**Work instructions:**
a) In the article on doing business in Botswana, reproduce the passage from "Earlier this month, Botswana’s" up to and including "a negative impact.".
b) Answer these questions using the article on doing business in Botswana:
(i) To what rate is Botswana's economic growth expected to slow in 2019?
(ii) What percentage of all revenues in Botswana's budget comes from mineral revenue?
(iii) Which index voted Botswana the second most attractive investment location in the world?

Doing business in Botswana
Botswana has consistently shown itself to be a politically, economically, and geographically stable jurisdiction for businesses to base themselves in. Despite an expected hit from weak commodity conditions, the country’s government expects strong growth rates to continue this year, with no indication that things are going to change any time soon. Here, we look at what is attracting international companies to Botswana and examine the London-listed investing opportunities operating in the country.
Earlier this month, Botswana’s finance minister Kenneth Matambo warned that economic growth is expected slow to 4.2pc in 2019 from an estimated 4.5pc in 2018. Interestingly, rather than this being indicative of a problem within the country itself, he said the decline was more reflective of an expected general slowdown in the global minerals sector. With mineral revenue currently sitting as the highest contributor to Botswana’s budget, making up 35.6pc of all revenues, there is always going to be a risk that any commodity bear market will have a negative impact.
What is encouraging, however, is that even following this drop, Botswana’s growth rate remains far more significant than most areas of the Western world and many nations in Africa. While mineral prices will always fluctuate, this ongoing progress suggests that Botswana has built up a great deal of fundamental strength.
What’s more, the fact that the country has repeatedly been voted the most attractive African economy in which to do business over recent years suggests that this is a long-term positive trend. Indeed, several years ago, the country was even voted the second most attractive investment location in the world by New York University’s Altman’s Baseline Profitability Index. So, what are the factors drawing international investors towards Botswana and boosting its economy?
For one, the country boasts a stable, democratic government, with a zero-tolerance approach to corruption, few ownership restrictions, and no foreign exchange controls. It also has a very skilled workforce with high rates of literacy and English as a key language.

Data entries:
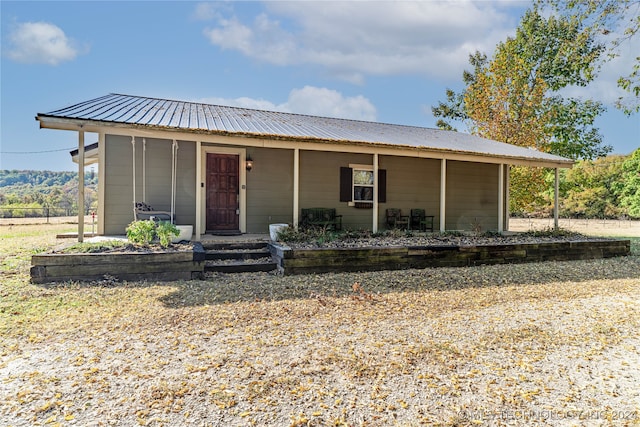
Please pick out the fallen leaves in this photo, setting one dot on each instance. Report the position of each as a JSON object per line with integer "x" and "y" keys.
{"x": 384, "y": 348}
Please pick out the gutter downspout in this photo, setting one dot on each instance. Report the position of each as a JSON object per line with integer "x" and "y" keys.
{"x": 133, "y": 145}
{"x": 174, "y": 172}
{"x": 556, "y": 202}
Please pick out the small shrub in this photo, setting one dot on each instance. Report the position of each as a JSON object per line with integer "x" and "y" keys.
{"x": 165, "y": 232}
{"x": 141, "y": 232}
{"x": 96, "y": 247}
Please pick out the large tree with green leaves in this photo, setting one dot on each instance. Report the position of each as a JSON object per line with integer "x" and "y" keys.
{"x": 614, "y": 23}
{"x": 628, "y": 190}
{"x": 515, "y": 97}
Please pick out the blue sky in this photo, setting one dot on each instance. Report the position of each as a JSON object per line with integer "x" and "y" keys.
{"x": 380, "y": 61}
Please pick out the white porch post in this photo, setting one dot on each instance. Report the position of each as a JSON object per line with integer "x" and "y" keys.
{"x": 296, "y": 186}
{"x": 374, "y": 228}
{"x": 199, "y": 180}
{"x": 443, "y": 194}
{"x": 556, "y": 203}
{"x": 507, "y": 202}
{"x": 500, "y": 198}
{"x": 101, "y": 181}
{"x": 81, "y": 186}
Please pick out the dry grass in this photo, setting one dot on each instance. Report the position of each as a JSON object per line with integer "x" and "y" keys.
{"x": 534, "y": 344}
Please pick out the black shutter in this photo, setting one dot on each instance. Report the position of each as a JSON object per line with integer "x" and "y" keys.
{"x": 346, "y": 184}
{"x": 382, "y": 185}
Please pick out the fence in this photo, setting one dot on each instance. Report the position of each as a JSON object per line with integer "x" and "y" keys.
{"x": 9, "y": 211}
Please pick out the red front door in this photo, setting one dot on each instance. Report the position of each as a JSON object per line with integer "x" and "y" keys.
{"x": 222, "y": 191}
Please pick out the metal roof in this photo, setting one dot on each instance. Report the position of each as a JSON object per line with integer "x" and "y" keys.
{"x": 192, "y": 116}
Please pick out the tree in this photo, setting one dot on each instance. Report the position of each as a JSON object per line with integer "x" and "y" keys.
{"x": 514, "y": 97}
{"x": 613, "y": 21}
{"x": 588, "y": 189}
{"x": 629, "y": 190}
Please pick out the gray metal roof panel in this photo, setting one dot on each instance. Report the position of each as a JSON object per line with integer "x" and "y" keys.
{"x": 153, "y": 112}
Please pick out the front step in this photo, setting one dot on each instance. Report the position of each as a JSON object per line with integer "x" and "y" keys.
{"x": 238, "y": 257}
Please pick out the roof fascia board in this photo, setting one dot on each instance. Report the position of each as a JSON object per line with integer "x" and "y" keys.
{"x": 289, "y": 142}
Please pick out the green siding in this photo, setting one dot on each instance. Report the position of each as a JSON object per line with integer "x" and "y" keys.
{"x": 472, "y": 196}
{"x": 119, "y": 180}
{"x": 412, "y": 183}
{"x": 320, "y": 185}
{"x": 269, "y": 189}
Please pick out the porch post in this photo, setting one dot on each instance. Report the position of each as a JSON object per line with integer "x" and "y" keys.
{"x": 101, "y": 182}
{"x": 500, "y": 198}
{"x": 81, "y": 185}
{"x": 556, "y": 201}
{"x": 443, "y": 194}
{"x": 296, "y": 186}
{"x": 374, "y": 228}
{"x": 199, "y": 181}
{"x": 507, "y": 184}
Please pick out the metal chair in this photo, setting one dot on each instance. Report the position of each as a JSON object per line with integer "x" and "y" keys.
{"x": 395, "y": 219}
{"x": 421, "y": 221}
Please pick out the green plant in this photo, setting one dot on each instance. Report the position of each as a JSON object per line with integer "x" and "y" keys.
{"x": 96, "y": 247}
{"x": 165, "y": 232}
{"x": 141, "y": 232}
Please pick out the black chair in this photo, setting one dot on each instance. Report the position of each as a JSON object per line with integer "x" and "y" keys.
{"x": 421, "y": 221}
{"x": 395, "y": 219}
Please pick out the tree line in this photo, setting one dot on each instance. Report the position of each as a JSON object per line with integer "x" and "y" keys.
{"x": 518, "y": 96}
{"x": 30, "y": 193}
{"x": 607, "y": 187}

**Task-by-task answers:**
a)
Earlier this month, Botswana’s finance minister Kenneth Matambo warned that economic growth is expected slow to 4.2pc in 2019 from an estimated 4.5pc in 2018. Interestingly, rather than this being indicative of a problem within the country itself, he said the decline was more reflective of an expected general slowdown in the global minerals sector. With mineral revenue currently sitting as the highest contributor to Botswana’s budget, making up 35.6pc of all revenues, there is always going to be a risk that any commodity bear market will have a negative impact.

b)
(i) 4.2pc
(ii) 35.6pc
(iii) New York University's Altman's Baseline Profitability Index